— begin —

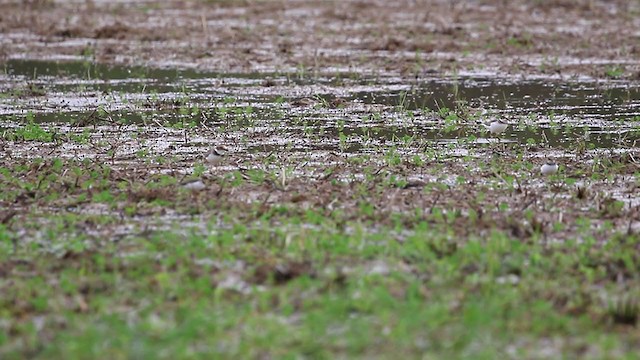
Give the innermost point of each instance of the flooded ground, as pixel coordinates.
(358, 181)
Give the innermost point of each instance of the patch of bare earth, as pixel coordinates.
(409, 37)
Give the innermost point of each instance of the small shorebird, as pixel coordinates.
(497, 127)
(216, 155)
(549, 168)
(193, 185)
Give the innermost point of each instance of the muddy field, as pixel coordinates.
(361, 208)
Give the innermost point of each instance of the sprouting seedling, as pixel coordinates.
(625, 311)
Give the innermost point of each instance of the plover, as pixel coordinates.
(549, 168)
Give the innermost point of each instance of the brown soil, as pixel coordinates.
(402, 37)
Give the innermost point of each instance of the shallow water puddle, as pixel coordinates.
(343, 111)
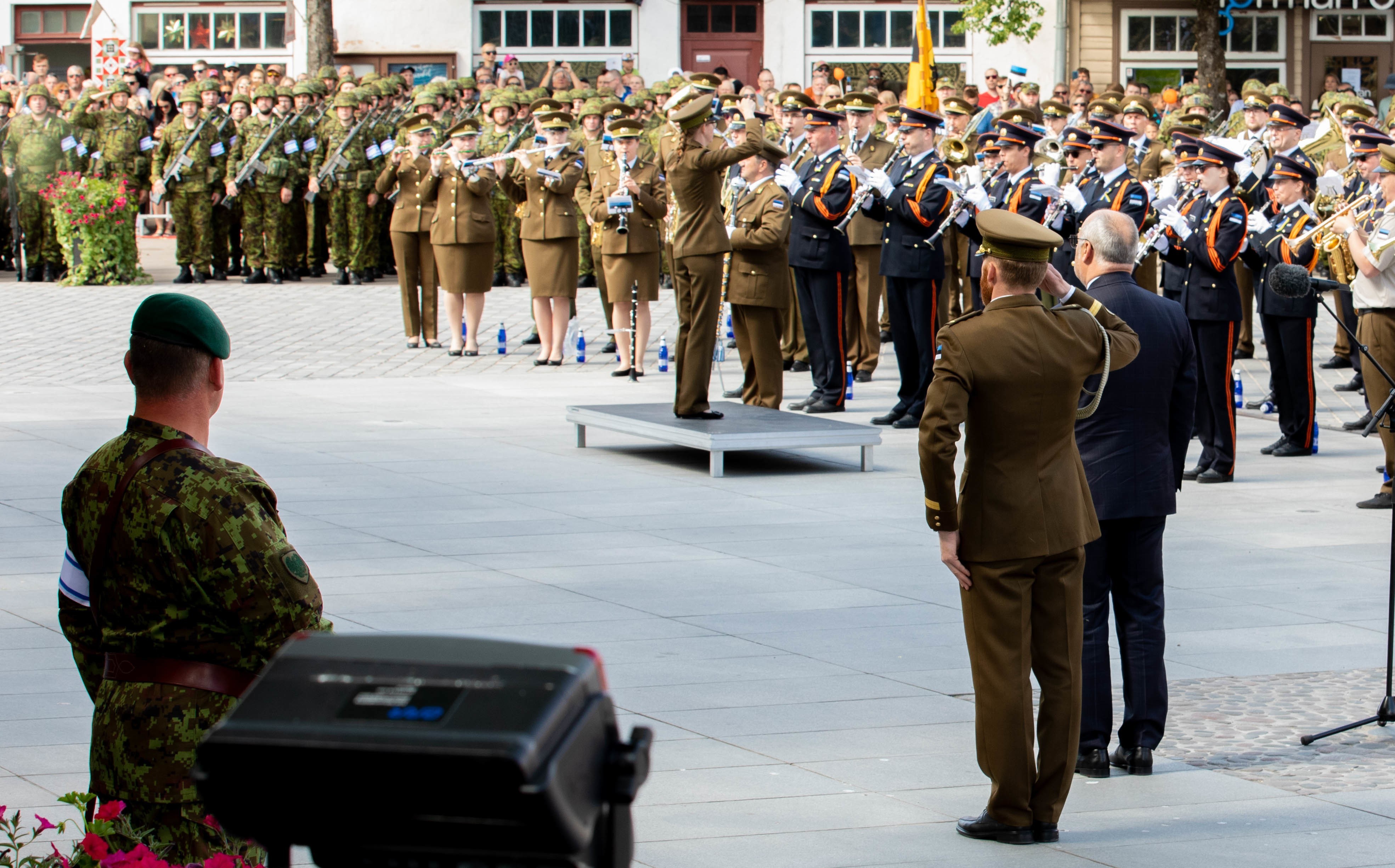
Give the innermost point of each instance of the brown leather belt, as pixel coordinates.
(179, 673)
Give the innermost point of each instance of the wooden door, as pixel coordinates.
(723, 34)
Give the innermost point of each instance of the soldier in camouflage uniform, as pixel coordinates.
(38, 147)
(349, 189)
(193, 591)
(508, 250)
(194, 187)
(267, 197)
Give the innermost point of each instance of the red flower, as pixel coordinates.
(95, 846)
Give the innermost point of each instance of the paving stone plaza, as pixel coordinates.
(787, 630)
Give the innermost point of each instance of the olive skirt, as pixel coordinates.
(465, 268)
(624, 271)
(553, 267)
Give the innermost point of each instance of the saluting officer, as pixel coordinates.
(822, 260)
(1288, 323)
(759, 278)
(911, 206)
(1206, 242)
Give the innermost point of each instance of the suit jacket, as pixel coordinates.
(695, 176)
(1012, 375)
(1135, 447)
(549, 210)
(821, 203)
(759, 248)
(411, 212)
(911, 215)
(462, 206)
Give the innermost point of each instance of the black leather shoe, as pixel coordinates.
(1093, 764)
(1136, 761)
(1356, 425)
(988, 829)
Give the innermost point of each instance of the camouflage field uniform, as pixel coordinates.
(199, 568)
(190, 196)
(266, 218)
(37, 151)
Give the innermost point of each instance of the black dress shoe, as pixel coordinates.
(1136, 761)
(1093, 764)
(988, 829)
(1358, 423)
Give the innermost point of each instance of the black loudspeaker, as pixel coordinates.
(416, 751)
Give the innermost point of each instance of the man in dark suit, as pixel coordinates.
(1135, 450)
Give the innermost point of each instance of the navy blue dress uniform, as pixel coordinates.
(1135, 450)
(913, 267)
(1212, 301)
(822, 263)
(1288, 323)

— end —

Repeat the material above in full and exactly, omitting the pictures.

**Exercise result**
Give the innermost point of each instance of the flooded ground, as pixel coordinates.
(358, 181)
Give the innermost point of each instance of the patch of bare earth, as pixel coordinates.
(409, 37)
Give the innermost point of each instance of the small shorebird, as pixel coordinates.
(497, 127)
(216, 155)
(549, 168)
(193, 185)
Give the innermost point of each instance of the muddy field, as pixel coordinates.
(361, 208)
Give the innermost point of each instance of the sprouting seedling, as pixel coordinates.
(625, 311)
Give the innermost point of each instance of the plover, as pixel coordinates.
(549, 168)
Give the innermost point of each instance of the brown soil, as pixel coordinates.
(402, 37)
Give the innermost point of each instance of the shallow water puddle, as pixel coordinates.
(343, 111)
Give the innermost point of each instance of the brown leather belt, as pixel coordinates.
(179, 673)
Give the innermost point of each instance of the wooden door, as pixel coordinates.
(723, 34)
Give the innermost point of each instance of the soldier in camouflage uniform, as pixel coordinates.
(38, 147)
(349, 189)
(193, 591)
(508, 250)
(194, 187)
(267, 197)
Give the innermost point of each instance of the red flower, as pixel coordinates.
(95, 846)
Give the innermost point of each instance of the paving stone plaza, as pixel coordinates.
(787, 630)
Give the innermost point of each instance of the olive skirt, as pixel coordinates.
(465, 268)
(624, 271)
(553, 267)
Give the innermost point of each instance of the saluting officer, as pixel coordinates.
(822, 260)
(1288, 323)
(759, 278)
(911, 206)
(1206, 242)
Give the innermost point of each instance of the suit jacket, as pixel coordinates.
(695, 176)
(1012, 375)
(1135, 447)
(549, 210)
(821, 203)
(759, 248)
(411, 212)
(911, 215)
(462, 206)
Give the innermost point of each instance of the black leather shoe, as pixel coordinates.
(1093, 764)
(1136, 761)
(1356, 425)
(988, 829)
Give the innermost point of each instance of the camouflage field uniform, as pixel coordinates.
(199, 568)
(190, 196)
(266, 218)
(37, 151)
Give the innermost point of each instance of the black dress shoe, as pixel coordinates.
(1136, 761)
(1093, 764)
(988, 829)
(1358, 423)
Give the innermost point of each instance of the black loudspeaker, as pixel coordinates.
(416, 751)
Give the innermost point of each instance of the man in dark suit, as pixel coordinates.
(1135, 450)
Give the innermost point of each instance of the navy blue dress uniform, as pixel coordinates.
(1135, 450)
(913, 267)
(1212, 301)
(822, 263)
(1288, 323)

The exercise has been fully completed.